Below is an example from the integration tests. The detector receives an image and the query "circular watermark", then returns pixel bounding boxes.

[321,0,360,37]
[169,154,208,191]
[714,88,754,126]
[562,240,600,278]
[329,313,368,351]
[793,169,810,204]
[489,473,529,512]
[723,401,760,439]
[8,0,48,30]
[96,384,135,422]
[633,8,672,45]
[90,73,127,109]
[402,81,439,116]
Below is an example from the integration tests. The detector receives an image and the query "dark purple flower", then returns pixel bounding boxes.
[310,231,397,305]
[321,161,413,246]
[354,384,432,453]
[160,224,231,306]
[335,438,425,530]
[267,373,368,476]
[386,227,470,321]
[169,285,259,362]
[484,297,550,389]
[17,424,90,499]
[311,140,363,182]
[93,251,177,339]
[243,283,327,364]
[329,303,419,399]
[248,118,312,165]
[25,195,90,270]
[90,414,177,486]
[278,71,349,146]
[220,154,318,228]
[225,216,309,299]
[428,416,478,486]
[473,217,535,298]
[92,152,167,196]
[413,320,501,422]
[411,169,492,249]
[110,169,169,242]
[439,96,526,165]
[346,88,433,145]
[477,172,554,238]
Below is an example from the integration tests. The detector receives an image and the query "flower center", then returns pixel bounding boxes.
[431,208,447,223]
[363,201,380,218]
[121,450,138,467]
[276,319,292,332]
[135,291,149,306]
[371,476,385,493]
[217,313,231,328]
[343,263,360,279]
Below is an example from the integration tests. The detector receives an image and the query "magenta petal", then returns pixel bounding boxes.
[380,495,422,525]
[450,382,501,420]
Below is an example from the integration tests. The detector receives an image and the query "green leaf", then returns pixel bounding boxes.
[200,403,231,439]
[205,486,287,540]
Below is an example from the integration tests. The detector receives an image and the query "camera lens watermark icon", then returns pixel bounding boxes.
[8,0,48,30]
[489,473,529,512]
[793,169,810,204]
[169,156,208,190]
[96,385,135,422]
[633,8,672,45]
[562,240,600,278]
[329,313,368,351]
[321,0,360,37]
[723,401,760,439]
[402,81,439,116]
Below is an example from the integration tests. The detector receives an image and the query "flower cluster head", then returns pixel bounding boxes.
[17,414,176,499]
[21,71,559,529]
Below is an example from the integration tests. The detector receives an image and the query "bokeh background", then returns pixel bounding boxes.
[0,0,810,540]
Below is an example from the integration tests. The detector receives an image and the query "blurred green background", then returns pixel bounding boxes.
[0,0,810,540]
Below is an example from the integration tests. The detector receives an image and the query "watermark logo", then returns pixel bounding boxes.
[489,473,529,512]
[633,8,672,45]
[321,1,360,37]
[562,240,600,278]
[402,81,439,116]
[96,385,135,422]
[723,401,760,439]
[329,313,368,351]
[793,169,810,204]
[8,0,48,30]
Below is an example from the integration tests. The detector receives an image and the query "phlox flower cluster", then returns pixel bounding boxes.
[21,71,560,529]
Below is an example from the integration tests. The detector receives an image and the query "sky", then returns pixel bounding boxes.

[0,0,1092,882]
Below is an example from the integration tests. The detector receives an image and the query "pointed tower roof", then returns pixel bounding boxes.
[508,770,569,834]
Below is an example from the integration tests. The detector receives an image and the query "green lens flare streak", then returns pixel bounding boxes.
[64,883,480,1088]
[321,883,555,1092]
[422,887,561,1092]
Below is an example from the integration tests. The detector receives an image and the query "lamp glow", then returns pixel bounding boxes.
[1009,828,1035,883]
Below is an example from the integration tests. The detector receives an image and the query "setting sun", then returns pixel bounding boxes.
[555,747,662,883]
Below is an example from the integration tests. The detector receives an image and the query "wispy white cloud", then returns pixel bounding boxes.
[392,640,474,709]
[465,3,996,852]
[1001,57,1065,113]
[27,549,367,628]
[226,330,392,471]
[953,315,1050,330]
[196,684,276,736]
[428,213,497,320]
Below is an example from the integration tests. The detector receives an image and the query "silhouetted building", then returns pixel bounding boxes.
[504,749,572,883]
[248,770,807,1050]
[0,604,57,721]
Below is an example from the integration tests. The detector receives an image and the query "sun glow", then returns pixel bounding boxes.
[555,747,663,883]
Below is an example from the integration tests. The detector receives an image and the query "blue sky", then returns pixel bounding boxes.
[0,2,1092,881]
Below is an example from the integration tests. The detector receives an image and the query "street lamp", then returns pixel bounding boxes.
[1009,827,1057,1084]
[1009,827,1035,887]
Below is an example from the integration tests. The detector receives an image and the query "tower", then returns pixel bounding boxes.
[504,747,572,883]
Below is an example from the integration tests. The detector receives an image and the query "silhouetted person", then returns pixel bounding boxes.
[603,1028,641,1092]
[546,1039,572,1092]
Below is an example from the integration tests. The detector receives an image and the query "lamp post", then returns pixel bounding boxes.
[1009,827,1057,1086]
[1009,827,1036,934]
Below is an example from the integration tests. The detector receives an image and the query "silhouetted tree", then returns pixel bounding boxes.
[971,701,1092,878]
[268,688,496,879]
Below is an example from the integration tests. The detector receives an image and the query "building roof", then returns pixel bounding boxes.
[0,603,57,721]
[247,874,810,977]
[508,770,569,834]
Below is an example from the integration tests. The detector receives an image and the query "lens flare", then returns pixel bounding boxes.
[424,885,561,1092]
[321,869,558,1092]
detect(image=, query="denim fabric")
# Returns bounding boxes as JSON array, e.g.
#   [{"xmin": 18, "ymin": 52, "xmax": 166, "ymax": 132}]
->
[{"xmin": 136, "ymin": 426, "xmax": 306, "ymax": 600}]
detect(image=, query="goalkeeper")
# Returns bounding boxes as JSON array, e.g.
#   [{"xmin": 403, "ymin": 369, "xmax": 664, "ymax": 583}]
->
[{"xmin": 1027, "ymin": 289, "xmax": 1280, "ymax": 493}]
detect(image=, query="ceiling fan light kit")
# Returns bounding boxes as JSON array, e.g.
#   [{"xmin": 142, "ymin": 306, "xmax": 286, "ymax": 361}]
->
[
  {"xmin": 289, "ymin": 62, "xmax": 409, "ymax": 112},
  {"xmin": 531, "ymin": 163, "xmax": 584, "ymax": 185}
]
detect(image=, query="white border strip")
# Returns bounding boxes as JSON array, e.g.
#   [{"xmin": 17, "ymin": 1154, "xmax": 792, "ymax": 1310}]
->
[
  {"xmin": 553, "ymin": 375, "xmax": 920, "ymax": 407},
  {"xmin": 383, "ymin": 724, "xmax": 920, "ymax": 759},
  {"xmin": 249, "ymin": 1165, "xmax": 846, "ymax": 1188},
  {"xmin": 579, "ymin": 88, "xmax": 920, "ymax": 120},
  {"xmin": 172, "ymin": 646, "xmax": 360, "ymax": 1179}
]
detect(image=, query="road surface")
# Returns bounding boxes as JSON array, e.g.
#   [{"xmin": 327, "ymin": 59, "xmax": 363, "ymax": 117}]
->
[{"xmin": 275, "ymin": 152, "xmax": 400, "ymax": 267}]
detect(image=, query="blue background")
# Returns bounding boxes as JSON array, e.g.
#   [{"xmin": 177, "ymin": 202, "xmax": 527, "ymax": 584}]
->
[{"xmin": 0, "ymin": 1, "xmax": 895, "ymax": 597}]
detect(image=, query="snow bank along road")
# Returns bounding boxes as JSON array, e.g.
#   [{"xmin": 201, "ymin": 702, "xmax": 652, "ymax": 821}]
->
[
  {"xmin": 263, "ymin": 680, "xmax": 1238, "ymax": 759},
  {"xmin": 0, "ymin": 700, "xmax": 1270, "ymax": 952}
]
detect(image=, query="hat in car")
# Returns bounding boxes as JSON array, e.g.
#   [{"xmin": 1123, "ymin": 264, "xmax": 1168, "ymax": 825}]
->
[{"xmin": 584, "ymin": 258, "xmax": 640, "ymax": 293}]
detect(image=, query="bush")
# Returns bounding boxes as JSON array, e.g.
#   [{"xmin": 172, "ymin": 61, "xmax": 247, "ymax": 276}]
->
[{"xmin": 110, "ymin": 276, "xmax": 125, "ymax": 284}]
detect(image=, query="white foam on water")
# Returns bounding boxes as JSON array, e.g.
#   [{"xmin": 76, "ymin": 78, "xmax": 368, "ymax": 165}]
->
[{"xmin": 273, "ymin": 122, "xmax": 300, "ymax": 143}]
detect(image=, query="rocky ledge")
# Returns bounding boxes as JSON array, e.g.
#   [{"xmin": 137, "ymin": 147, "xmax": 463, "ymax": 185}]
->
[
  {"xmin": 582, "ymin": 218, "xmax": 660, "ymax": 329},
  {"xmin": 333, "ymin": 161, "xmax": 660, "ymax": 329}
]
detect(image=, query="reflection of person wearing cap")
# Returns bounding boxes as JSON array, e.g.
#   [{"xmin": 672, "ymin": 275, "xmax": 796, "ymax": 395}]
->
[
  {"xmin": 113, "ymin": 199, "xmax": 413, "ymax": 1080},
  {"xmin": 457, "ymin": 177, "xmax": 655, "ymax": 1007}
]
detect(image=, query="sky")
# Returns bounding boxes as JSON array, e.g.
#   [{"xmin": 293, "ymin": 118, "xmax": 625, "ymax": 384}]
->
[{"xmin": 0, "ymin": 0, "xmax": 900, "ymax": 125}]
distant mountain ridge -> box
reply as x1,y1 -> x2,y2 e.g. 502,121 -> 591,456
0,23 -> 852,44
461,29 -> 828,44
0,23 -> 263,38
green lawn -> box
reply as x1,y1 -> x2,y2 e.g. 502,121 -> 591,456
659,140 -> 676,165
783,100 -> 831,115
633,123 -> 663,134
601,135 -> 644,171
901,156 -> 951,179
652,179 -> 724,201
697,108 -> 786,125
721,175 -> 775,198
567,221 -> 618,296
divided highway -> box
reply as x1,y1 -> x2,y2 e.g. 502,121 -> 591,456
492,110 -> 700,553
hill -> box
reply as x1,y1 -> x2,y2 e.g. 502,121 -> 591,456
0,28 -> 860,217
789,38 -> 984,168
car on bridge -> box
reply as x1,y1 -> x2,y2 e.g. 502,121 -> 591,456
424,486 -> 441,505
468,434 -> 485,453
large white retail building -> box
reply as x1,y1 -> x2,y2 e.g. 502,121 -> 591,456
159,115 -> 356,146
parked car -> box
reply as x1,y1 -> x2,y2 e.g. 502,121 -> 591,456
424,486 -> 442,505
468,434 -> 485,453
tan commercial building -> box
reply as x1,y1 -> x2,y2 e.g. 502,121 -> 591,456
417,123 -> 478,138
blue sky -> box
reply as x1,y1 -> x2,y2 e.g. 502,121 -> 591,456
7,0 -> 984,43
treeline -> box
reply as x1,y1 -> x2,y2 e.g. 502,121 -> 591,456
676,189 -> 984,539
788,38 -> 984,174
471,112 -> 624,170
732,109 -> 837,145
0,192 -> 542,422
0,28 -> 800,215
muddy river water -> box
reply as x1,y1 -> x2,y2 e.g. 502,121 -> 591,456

#### Written problem
Report each line of the records that contains the string "watermark", matching case exactly.

#### Response for this exercise
Below is an example from the integration tests. The detector receives an image and the query "circular watermark", then returns pixel bounding boxes.
Below is an example from the integration tests. The detector receives an image and the query "camera lens watermark icon", then returns pixel bounding boxes.
Below is an example from the integration tests. The detector receives an image and the query "watermark logo", then returns pixel bounding boxes.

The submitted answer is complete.